[start]

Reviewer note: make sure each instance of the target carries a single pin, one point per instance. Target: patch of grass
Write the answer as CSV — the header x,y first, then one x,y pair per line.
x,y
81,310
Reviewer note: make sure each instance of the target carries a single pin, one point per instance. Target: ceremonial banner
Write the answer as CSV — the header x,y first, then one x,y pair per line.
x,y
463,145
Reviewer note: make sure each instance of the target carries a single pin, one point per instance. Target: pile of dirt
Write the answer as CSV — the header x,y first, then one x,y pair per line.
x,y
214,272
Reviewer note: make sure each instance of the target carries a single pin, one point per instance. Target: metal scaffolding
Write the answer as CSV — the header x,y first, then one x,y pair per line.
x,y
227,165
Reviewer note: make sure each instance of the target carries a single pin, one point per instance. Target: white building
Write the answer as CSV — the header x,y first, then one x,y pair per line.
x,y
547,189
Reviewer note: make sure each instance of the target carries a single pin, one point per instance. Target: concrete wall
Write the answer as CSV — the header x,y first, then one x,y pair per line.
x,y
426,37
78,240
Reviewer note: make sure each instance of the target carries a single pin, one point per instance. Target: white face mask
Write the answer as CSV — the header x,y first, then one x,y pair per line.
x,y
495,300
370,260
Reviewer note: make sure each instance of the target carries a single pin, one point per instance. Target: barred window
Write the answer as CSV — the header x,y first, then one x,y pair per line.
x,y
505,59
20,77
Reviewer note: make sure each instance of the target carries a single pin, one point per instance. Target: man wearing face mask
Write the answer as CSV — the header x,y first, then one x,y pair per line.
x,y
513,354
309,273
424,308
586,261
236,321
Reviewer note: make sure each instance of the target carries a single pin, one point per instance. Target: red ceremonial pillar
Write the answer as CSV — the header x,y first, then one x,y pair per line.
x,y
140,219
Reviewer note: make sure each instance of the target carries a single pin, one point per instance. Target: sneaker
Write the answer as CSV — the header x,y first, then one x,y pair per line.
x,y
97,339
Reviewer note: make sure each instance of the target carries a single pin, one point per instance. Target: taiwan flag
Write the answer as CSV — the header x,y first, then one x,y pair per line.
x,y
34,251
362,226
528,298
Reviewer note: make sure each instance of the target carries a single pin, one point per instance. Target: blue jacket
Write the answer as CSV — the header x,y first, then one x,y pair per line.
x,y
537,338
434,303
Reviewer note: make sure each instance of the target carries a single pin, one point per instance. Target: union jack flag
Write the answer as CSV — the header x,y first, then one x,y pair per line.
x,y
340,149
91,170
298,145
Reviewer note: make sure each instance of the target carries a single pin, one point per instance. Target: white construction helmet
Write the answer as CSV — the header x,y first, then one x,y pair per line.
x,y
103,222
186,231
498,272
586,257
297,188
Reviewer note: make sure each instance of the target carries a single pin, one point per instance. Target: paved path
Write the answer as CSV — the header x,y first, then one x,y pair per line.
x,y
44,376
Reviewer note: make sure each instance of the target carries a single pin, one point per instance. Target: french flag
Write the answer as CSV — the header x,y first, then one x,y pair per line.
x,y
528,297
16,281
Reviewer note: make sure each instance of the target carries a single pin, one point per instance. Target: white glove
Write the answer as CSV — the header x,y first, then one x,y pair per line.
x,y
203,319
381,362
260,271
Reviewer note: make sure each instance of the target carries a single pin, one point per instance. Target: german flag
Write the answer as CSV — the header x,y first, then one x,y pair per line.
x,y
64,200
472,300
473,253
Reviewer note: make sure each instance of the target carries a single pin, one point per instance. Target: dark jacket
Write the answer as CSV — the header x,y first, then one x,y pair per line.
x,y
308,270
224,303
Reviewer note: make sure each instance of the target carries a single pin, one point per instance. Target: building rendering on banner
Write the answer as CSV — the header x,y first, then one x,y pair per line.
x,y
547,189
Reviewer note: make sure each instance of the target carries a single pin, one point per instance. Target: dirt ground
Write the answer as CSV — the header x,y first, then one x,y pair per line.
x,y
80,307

[end]

### DIRECTIONS FOR THIS TASK
Transcribe every entry word for word.

### TASK RESPONSE
Reviewer note: make sure each instance of the target carries a single pin, one point per instance. Target: patch of grass
Write the answer as CSV — the header x,y first, then one x,y pair per line.
x,y
81,310
Reviewer note: make sure each instance of the target carries a single pin, one point per instance. Target: ceremonial banner
Write the answer as CSV — the header x,y first, then one x,y pair per line.
x,y
463,145
Reviewer note: make sure each instance of the target carries a single pin, one point per instance. Target: pile of dirt
Write the answer as CSV — the header x,y first, then one x,y pair per line.
x,y
214,272
Reviewer note: make sure each instance of the target carries a single pin, one point per instance. Target: metal scaffolding
Write the answer as CSV — the header x,y first, then one x,y pair per line.
x,y
227,165
Reviewer note: make sure each instance of the target carries a single pin, one point per instance. Target: white building
Write the answer as CSV — the header x,y first, then one x,y pair per line.
x,y
547,189
Reviewer note: make sure each instance of the target carries a single pin, one point per instance. Target: concrete wall
Write the answer as CSV — the header x,y first, then one x,y pair per line.
x,y
426,37
78,240
Reviewer note: make sure each instance of the target carries a single pin, one point per instance. Target: white face mask
Write the answer as CSV — the header x,y first, then one x,y pair per line.
x,y
495,300
370,260
Reviewer note: make sure each instance of the target carries a single pin, one point per instance. Target: barred window
Write the answer as CSV — the header x,y first, then one x,y pair per line.
x,y
505,59
20,77
Reviewer note: make sure each instance of the target carries a single pin, one point per instance. Target: man wearing face mask
Write the answer as CSV — the header x,y first, then one x,y pair per line.
x,y
513,354
309,273
424,308
586,261
236,321
Reviewer note: make sure each instance of the target carries a single pin, one point per instance. Target: red ceremonial pillar
Write the answer as CSV — the header x,y first, then one x,y pair per line.
x,y
140,219
Reviewer note: make sure each instance of the target carries a single pin, one point per instance. Target: sneaker
Write the answer as CSV — the header x,y first, then one x,y pair per line.
x,y
97,339
Reviewer note: make sure each instance of the target carries a single pin, one point per instance. Target: taiwan flag
Write the answer as CSV — the header x,y first, then one x,y pair per line.
x,y
34,251
362,226
528,298
Reviewer note: make sure each instance of the target carries a single pin, one point per instance. Target: blue jacket
Write the answer as CSV — the header x,y first, then one x,y pair per line.
x,y
537,338
434,303
Reviewer note: make sure each instance of the target carries a single pin, one point per instance. Target: union jack flag
Write the answer as CSV — the header x,y first, then one x,y pair per line.
x,y
340,149
91,170
298,145
Reviewer note: make sure each instance of the target carries a single pin, one point per instance. Target: white construction helmet
Write the answer as CSV — the header x,y first, then one x,y pair per line.
x,y
103,222
186,231
498,272
586,257
297,188
Reviewer note: make sure each instance of the target carries a single pin, one point per instance. Target: paved path
Write the answer as CSV — the header x,y first, then one x,y pair per line.
x,y
44,376
Reviewer note: make sure each instance of the target carries a single pin, one point per instance. Target: french flag
Write the answer as CSV — the header x,y first, then one x,y pair per line.
x,y
528,297
16,281
Reviewer note: make sure each instance of the target carries a single pin, one point per instance. Target: white glove
Write the answer as CSV — the header x,y first, then one x,y pair per line.
x,y
203,319
381,362
260,271
Reviewer note: make sure each instance of the target carries a single pin, one point per instance. Target: german flag
Write the answer as CSV — the header x,y first, then one x,y pair per line.
x,y
64,200
472,300
473,253
Reviewer note: make sure each instance of the target carries a single pin, one point per instance. Target: dark jacket
Write the answer as CSV — the header x,y first, then one x,y pair per line.
x,y
308,270
224,303
Reviewer note: make sure each instance of the target carries a single pin, one point per instance. Target: building rendering on banner
Write the answer as CSV — the header x,y first, then one x,y pair per line.
x,y
547,189
Reviewer note: make sure each instance of the target carries a single pin, one point per instance. Target: dirt ground
Write the answer as CSV — the header x,y first, then one x,y pair per line.
x,y
80,307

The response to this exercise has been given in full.